**TEXTE DU DOCUMENT**:
——————
C’est évident qu’aujourd’hui je ne porte pas du tout le même regard sur la situation que celui que j’avais à l’époque. Déjà parce que, l’expérience que tant de ces jeunes femmes ont raconté c’est exactement celle que j’ai eu par la suite. Je comprends aujourd’hui qu’en l’absence d’une hiérarchie claire, de rôles définis, de règles en fait, il y a des rapports de domination qui s’installent dont il est difficile de sortir encore une fois quand on a pas l’expérience et qu’on est face de quelqu’un qui lui-même ne semble pas avoir l’expérience du management. Evidemment qu’aujourd’hui je me rends bien compte que ce n'était pas elles le problème. Mais évidemment qu’à l’époque, dans le feu de l’action, j’étais incapable d’avoir cette réflexion. Et j’étais au front en train d’essayer de gérer une crise.
——————
**CONTENU DES DONNÉES**:
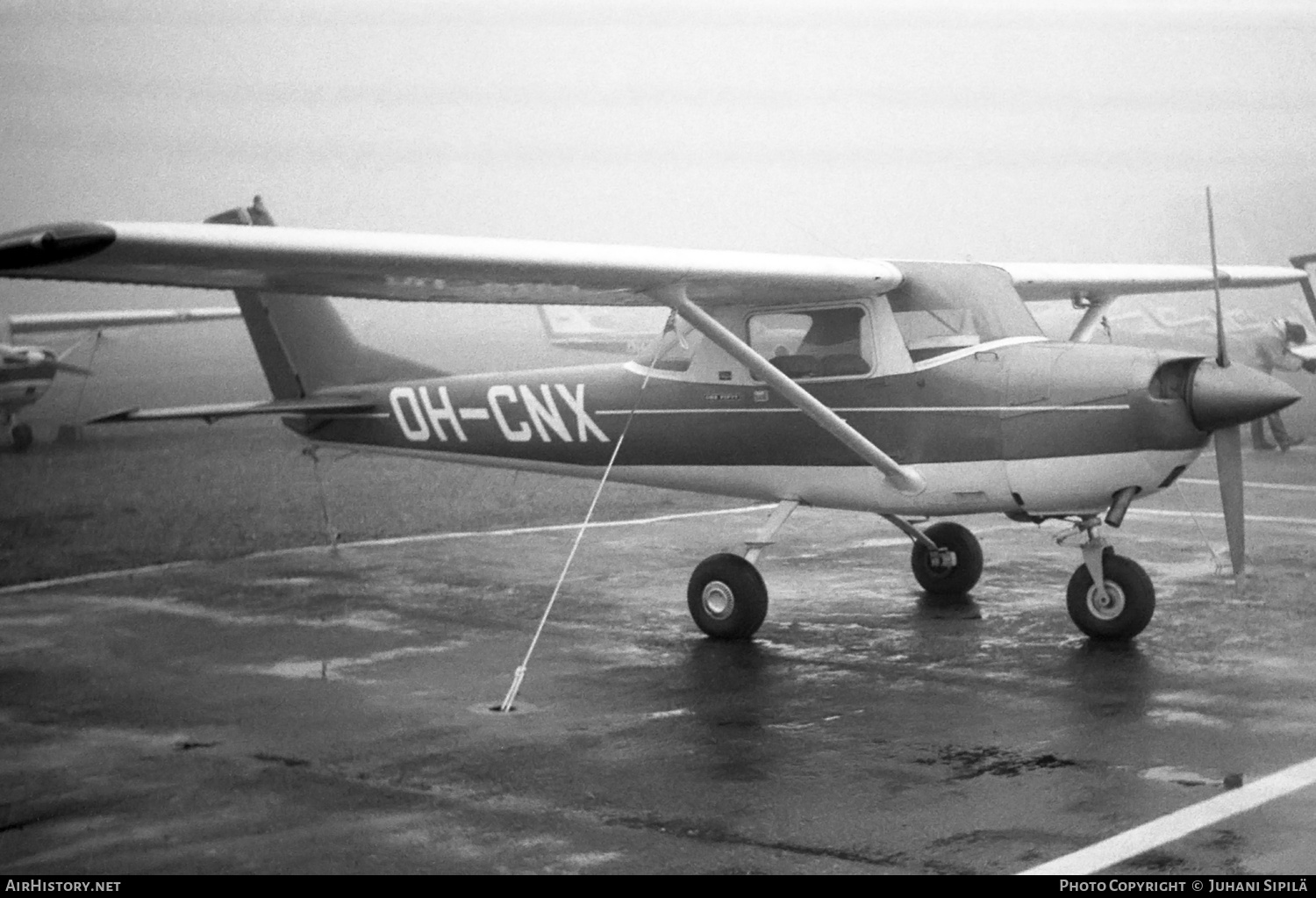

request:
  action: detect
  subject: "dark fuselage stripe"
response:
——————
**TRAVAIL À RÉALISER**:
Pouvez-vous poursuivre le témoignage sur les rapports de domination au travail, en reprenant juste après sa dernière phrase ?

**RÉPONSE AU PROBLÈME**:
C'est une crise, une crise majeure dans l'histoire du magazine. Ce que ça a provoqué derrière c'était immédiat, à savoir, j'étais censé avoir une transition avec mon manager, il était censé me passer progressivement le contrôle de l'équipe entre guillemets. Il a disparu du jour au lendemain, vraiment très personnellement touché par toute cette histoire. Et moi je me suis retrouvée seule à manager 20 personnes, à faire tourner le magazine. J'avais à ce moment la sensation d'être responsable de la survie de la boîte. Mais malgré moi einh, il n’y avait plus que moi. Et avec le recul, quand il est revenu, il a commencé à me décharger progressivement de tout ce que j'avais pris et quand il a commencé à me retirer un par un les poids que je portais, au lieu de m’alléger je m'effondrai parce qu'enfin enfin je pouvais lâcher prise, lâcher du lest et j'étais au bord du burn-out à ce moment là parce que ça faisait six mois que je travaillais non-stop. 

Judith Chetrit:

Même après le retour de son patron, Clémence trouve qu’il ne lui donne pas assez de cadre, de direction pour diriger le magazine.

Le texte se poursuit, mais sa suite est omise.